Work order 1:
Please state the subject line of the email that prompted Glasgow University to close the archive, according to the Ansible excerpt.
Work order 2:
Resume the Ansible excerpt after its final sentence.

Cartoon: Bill Rotsler

From Dave Langford, 94 London Road, Reading, Berkshire, RG1 5AU. http://ansible.co.uk . Fax 0705 080 1534. ISSN 0265-9816 (print) 1740-942X (online). Logo: Dan Steffan. Cartoon: Bill Rotsler. Available for SAE or the nature of the struback.

Censored! In September, after at least 12 tranquil years, the Ansible archive at Glasgow University was closed down by nervous university staff as a result of menacing email. Although access has been restored except for one 'offending' issue, Ansible is moving to the former mirror site. Please change your web links from www.dcs.gla.ac.uk/Ansible (or .../SF-Archives/Ansible) to news.ansible.co.uk. I marvel at the spinelessness of the Glasgow authorities who instantly panicked at a message with the alarming but never-explained subject line 'Violation'. Sent from the cosy anonymity of a Hotmail account, this missive shows an erratic grasp of legal terminology suggesting that whoever the actual author may be (the email is signed 'Timothy Donaldson, J.D., B.A. George Washington University Law School'), he's probably not a lawyer:

It is my estimation, after careful review, that David Langford did willfully and with malice of forethought cause material and economic harm to Robert Stanek through his online column. / Given the opportunity to correct such without recourse, David Langford chose a course of action that caused continuing material and economic harm to Robert Stanek. / As a university, Glasgow must uphold a higher standard or be held equally accountable and liable. I respectfully request that you take immediate action to remove the following pages from your site: [Here the Glasgow URLs of Ansible 181 and Ansible 178 are given.] / As recompense, I would further ask that you cease publication of Mr. Langford's work and remove all Ansible listings from your site ...

[Records from a collection]
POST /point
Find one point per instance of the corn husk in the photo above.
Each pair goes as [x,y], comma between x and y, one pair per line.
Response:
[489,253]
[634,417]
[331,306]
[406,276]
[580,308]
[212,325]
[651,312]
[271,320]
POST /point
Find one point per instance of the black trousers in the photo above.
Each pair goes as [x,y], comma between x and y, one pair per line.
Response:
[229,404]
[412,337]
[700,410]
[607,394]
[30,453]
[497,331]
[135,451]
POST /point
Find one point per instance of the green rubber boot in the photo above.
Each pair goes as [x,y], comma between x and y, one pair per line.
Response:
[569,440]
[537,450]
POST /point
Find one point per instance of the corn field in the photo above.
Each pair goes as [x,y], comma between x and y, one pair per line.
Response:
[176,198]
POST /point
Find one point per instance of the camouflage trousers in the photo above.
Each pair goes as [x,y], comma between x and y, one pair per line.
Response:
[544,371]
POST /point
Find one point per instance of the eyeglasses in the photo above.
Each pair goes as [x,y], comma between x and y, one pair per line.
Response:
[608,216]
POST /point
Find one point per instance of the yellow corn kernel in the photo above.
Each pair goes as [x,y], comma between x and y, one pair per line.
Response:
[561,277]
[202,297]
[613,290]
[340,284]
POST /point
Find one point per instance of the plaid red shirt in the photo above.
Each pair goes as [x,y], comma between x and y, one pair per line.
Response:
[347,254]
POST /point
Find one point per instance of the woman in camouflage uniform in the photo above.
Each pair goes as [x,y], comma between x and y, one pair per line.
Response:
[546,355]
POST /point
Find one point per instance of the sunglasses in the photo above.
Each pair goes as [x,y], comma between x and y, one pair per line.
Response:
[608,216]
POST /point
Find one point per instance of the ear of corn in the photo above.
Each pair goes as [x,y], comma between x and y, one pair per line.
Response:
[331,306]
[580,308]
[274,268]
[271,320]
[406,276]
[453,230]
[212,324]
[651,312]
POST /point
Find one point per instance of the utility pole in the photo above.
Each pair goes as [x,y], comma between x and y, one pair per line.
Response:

Your response 1:
'Violation'

Your response 2:
Me again. 'Given the opportunity' is a lie; there was no prior complaint about those issues. As for 'malice' and 'material and economic harm', I'd better lay bare my wickedness by reprinting the first item from May 2002; the August follow-up merely cited more examples.

Amazon Mystery. Authors of fantasies on sale at Amazon.com have noticed a rash of oddly similar customer reviews that rubbish their work and instead recommend, say, George R.R. Martin, Robert Jordan, and Robert Stanek. The number of Big Name commendations varies, but not the plug for self-published author Robert Stanek. Who could possibly be posting these reviews (many since removed by Amazon) under a variety of names? It is a mystery, but Ansible is reminded of how Lionel Fanthorpe's pseudonymous sf would often mention those great classic masters of the genre, Verne, Wells and Fanthorpe.

Speculations about who wrote or instigated the complaining email had better be kept private. But I don't think it was Lionel Fanthorpe.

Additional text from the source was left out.